PROBLEM SET
a. Name each role the passage on Beaufoe's manor assigns to medieval manor houses.
b. Extend the passage on Beaufoe's manor beyond its last sentence.

This list entry does not comprise part of an Asset Grouping. Asset Groupings are not part of the official record but are added later for information.

List entry Description

Summary of Monument

Legacy Record - This information may be included in the List Entry Details.

Reasons for Designation

Medieval manor houses functioned as administrative centres within the manorial system of land tenure, and as the centres of manorial estates, in addition to being residences for the lord of the manor and his household, or for the lord's representative.

The remains of Beaufoe's manor survive well and display a variety of features which illustrate the social status and domestic economy of the manor house in the context of a nucleated village. The wall footings and buried foundations of the house and deposits within it will contain archaeological information concerning the date of its construction and the manner and duration of its occupation, and beneath them may be preserved evidence for earlier buildings on the site. Formal gardens constructed primarily for recreation and enjoyment and associated with the houses of high status are well documented in the medieval period, but relatively few are known to survive in recognizable form, and this example, within the context of a manorial complex, is therefore of particular interest.

RECORDS SUPPLIED
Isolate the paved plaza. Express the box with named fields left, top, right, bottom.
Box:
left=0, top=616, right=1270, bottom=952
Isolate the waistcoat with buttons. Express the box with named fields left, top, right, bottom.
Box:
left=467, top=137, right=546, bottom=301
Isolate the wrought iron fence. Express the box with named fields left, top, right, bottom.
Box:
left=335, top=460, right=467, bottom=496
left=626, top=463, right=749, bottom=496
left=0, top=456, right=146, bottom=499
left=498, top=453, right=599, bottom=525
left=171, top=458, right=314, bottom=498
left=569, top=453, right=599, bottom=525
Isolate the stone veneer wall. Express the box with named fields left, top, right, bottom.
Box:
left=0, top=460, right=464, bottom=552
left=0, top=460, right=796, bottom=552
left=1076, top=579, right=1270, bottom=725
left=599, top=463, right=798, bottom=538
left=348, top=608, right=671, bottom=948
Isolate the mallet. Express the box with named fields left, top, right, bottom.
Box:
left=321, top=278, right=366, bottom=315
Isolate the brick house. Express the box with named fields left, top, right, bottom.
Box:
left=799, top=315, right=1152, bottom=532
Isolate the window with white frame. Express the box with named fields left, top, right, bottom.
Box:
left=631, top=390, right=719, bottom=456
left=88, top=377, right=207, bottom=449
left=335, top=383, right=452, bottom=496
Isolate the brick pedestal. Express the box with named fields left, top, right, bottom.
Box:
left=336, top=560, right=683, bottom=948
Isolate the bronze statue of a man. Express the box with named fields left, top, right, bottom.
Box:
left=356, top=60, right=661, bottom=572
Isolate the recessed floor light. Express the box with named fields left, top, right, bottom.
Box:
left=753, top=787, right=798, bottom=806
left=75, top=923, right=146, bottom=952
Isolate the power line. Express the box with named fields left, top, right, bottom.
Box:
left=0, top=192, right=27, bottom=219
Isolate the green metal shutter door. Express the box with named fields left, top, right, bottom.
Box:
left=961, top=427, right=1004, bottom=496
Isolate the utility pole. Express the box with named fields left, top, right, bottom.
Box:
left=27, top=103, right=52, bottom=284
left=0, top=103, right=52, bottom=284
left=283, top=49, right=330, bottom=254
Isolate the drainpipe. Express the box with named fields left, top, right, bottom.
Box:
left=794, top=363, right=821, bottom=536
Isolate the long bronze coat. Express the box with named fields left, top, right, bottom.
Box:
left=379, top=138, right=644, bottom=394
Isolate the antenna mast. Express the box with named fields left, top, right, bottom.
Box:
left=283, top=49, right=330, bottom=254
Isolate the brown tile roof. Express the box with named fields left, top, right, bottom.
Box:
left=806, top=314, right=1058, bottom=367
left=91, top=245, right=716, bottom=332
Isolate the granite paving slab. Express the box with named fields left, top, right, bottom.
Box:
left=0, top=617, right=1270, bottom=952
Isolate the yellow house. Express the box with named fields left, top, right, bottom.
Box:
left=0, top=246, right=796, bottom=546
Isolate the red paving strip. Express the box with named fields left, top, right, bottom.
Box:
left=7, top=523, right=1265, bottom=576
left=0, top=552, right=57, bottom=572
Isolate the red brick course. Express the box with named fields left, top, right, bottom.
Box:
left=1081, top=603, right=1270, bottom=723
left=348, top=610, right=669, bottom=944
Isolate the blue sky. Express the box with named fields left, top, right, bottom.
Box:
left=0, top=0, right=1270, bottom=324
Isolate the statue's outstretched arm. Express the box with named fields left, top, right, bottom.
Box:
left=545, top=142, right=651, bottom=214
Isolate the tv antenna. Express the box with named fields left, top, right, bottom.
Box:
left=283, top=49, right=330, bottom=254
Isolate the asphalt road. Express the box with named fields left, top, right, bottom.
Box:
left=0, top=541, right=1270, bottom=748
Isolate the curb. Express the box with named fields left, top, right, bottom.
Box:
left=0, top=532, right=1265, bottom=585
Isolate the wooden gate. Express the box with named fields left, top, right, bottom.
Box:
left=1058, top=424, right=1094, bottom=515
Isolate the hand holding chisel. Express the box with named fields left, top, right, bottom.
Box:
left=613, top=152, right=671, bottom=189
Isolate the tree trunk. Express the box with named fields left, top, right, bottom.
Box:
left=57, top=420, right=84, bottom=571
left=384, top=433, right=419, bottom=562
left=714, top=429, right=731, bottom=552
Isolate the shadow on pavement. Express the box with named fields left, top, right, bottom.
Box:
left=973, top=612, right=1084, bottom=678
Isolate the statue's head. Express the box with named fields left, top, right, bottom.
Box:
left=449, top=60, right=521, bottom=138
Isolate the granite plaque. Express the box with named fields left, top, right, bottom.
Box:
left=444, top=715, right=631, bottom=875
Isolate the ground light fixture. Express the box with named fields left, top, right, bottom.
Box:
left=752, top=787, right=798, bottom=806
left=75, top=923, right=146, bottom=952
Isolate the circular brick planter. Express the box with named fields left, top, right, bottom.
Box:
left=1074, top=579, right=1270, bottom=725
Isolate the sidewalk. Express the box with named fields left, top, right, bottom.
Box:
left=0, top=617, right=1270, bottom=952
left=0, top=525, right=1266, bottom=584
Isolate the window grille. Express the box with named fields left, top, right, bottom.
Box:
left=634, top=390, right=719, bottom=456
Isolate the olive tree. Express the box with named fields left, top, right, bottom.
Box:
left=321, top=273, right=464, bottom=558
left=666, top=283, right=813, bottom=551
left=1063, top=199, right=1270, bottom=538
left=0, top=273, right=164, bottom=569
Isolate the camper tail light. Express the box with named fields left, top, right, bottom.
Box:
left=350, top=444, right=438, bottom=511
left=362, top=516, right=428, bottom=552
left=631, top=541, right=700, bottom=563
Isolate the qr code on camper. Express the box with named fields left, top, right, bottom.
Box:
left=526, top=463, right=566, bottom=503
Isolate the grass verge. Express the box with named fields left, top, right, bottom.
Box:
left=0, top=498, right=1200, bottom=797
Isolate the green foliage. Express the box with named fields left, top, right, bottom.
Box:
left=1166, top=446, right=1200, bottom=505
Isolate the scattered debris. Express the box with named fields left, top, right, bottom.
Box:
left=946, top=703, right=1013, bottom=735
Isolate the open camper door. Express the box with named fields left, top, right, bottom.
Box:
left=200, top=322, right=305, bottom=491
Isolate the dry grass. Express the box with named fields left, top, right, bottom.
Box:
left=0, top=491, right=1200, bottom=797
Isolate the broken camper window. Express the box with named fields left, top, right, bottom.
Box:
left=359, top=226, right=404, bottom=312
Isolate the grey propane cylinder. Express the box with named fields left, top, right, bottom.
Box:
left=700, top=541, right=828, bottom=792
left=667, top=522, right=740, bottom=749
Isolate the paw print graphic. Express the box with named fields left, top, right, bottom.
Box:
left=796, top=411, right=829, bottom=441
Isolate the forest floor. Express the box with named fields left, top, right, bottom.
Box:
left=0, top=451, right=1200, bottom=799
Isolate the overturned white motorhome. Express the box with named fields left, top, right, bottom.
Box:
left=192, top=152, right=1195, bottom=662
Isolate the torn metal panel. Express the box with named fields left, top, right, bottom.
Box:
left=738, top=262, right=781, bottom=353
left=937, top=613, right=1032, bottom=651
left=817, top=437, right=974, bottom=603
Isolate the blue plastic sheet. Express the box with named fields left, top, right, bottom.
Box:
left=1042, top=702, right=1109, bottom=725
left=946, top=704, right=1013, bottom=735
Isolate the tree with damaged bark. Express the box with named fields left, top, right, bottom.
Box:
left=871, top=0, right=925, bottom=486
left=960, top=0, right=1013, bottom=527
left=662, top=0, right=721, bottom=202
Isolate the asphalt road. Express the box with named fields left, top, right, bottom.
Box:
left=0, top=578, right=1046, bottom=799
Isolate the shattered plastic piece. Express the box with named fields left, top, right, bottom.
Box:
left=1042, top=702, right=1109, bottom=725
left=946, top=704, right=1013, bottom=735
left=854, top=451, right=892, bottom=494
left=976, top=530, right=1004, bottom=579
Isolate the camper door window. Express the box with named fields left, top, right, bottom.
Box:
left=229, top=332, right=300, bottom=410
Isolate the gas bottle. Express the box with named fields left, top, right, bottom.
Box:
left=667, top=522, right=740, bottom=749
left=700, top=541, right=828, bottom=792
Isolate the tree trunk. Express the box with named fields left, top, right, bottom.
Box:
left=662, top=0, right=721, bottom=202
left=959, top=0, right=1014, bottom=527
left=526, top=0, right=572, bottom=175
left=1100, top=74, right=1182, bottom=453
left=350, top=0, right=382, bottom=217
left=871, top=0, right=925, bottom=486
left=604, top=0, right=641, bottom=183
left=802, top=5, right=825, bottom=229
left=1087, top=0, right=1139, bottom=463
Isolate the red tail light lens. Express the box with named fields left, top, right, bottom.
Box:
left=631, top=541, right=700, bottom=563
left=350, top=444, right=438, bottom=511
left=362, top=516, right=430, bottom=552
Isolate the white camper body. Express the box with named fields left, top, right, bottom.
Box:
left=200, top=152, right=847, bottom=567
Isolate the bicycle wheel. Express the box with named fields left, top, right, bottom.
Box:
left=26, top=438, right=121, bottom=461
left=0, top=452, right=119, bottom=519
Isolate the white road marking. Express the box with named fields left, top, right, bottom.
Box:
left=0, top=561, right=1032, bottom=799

THE REPLIES
a.
- Administrative centres within the manorial system of land tenure
- Centres of manorial estates
- Residences for the lord of the manor and his household, or for the lord's representative

b.
The system of fishponds is representative of a type usually associated with manors, monasteries and similar high status sites and constructed during the medieval period for the purpose of breeding and storing fish to provide a constant and sustainable supply of food. The principal elements of the system are clearly defined by the surviving earthworks, which will retain further evidence for the sluices and other water management features which controlled the flow of water through and between the ponds, and the lower fills of the ponds are likely to include waterlogged deposits in which organic materials will be preserved. The area to the south of the gardens and fishponds, which contains at least one building platform, will retain additional information relating to the agricultural activities and services associated with the manor.

History

Legacy Record - This information may be included in the List Entry Details.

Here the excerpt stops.